* **Material supplied**
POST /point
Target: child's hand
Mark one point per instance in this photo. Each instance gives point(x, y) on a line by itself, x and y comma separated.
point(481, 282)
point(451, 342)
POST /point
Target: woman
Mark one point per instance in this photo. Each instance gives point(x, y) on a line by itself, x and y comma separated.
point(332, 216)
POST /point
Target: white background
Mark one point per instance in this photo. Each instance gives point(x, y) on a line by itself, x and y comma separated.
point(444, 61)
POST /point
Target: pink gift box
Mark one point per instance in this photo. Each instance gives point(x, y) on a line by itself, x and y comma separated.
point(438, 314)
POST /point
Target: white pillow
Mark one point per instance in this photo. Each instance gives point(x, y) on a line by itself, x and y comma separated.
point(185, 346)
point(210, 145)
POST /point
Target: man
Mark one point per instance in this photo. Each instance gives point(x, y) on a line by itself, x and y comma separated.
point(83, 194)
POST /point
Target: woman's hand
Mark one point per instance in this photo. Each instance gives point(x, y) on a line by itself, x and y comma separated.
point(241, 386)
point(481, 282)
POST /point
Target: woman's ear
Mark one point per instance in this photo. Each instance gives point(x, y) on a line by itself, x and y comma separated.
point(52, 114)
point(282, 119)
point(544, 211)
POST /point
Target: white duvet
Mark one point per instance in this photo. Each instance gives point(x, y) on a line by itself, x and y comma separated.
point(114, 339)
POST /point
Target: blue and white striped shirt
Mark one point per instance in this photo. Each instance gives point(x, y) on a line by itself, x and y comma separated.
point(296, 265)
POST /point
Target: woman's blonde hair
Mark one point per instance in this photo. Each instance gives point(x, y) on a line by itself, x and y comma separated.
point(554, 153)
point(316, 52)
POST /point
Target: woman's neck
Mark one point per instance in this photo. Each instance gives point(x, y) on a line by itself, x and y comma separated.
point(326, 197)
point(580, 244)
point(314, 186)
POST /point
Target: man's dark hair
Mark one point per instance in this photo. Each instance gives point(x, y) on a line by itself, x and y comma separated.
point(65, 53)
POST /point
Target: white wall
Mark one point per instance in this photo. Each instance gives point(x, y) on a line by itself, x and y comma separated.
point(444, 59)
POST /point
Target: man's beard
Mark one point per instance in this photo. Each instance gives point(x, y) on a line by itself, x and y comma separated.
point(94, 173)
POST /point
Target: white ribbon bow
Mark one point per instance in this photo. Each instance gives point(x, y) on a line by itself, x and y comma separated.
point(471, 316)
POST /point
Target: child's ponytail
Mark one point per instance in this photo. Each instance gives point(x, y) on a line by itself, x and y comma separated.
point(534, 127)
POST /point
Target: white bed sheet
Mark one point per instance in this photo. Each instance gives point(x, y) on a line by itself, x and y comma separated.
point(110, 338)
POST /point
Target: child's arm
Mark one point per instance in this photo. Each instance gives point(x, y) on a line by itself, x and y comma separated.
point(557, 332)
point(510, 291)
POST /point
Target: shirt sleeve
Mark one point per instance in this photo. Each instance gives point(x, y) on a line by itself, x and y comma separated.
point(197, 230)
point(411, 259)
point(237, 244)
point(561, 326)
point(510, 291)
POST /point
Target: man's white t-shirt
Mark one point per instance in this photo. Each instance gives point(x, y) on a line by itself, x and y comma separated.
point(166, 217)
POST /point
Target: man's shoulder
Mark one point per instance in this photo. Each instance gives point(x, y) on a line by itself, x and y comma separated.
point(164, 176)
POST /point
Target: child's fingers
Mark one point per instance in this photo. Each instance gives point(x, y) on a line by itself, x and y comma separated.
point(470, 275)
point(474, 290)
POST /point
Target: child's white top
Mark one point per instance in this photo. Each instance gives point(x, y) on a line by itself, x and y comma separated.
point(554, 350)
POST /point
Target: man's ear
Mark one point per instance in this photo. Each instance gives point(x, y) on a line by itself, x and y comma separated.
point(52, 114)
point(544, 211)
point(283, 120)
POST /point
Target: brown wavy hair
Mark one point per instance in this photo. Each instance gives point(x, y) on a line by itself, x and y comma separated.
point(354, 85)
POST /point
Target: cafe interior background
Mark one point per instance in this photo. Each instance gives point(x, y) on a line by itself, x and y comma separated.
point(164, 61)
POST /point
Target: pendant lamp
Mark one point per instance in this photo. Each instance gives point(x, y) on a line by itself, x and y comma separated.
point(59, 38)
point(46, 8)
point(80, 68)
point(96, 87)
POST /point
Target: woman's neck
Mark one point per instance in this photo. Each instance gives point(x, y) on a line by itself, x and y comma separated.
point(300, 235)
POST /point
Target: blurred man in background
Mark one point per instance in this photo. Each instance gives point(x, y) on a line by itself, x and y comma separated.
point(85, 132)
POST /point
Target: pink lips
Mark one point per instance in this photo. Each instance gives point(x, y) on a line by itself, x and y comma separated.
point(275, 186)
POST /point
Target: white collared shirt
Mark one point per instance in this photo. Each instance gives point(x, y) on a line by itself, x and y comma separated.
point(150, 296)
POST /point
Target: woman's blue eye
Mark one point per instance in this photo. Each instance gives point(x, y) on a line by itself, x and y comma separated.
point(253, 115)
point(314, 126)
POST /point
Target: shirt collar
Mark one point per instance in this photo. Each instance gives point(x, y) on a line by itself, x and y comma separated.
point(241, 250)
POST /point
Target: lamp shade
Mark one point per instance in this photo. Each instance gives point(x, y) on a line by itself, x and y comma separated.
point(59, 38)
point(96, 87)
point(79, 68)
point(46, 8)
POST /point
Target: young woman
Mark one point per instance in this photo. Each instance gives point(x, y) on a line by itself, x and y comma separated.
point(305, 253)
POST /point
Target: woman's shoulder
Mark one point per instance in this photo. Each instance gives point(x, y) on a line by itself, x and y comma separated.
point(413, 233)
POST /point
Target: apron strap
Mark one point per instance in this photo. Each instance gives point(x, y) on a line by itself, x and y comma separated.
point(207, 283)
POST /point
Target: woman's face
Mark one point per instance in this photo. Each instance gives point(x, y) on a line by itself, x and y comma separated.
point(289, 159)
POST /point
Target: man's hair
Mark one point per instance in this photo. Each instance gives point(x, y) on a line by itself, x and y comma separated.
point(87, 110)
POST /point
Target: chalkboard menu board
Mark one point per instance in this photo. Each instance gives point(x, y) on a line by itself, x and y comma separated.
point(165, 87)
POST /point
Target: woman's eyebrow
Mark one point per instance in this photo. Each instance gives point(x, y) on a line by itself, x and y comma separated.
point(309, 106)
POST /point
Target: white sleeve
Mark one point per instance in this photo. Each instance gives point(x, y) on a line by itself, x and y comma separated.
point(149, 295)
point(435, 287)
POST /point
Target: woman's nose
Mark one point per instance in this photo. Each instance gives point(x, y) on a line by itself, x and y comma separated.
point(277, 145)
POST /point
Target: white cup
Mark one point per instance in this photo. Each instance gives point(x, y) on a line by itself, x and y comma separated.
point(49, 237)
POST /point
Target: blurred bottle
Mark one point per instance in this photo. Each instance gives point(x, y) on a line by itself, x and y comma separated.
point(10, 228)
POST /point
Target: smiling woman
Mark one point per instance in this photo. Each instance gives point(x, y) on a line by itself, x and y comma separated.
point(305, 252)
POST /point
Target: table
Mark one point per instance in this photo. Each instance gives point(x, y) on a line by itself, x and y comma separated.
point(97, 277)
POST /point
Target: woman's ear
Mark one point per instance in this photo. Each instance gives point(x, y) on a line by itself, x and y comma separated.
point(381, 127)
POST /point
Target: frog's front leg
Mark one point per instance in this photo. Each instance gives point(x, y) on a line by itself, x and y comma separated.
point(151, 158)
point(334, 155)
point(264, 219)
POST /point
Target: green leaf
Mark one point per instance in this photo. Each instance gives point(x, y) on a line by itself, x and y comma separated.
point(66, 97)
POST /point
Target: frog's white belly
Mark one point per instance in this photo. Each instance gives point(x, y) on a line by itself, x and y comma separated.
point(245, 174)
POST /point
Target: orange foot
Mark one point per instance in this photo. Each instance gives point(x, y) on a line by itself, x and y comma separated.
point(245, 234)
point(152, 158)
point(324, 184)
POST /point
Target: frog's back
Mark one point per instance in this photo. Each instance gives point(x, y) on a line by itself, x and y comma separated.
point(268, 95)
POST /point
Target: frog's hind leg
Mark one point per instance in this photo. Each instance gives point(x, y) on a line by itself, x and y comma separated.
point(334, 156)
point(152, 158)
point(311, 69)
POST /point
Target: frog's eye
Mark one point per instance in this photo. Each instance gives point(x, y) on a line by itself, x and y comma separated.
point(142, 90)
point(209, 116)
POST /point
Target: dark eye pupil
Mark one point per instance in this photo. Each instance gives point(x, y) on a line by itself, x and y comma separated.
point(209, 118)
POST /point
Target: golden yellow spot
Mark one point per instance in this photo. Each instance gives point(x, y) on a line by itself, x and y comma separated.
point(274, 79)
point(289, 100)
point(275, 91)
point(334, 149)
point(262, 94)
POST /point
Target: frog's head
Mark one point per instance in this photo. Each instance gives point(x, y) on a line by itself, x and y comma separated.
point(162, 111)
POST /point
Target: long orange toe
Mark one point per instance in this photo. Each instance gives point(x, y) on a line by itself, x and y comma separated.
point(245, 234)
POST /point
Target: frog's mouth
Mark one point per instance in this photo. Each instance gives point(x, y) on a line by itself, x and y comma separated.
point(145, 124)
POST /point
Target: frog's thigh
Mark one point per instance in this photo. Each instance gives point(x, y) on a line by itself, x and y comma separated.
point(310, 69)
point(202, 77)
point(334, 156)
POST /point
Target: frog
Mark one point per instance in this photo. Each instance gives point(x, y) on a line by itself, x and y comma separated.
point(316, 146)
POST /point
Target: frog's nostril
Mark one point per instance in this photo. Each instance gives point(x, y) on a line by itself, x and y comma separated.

* **Required work**
Please quote the material word for word, starting at the first line and going on through the line containing "point(332, 216)", with both of those lines included.

* **Right answer**
POST /point
Target: child's hand
Mark one point per instance in this photo. Each instance gives point(x, y) on a line by itself, x and y comma separated.
point(481, 282)
point(451, 342)
POST /point
Target: woman
Mark one point per instance in this photo. Each instance gives point(x, y) on a line by itself, x and y comma separated.
point(332, 216)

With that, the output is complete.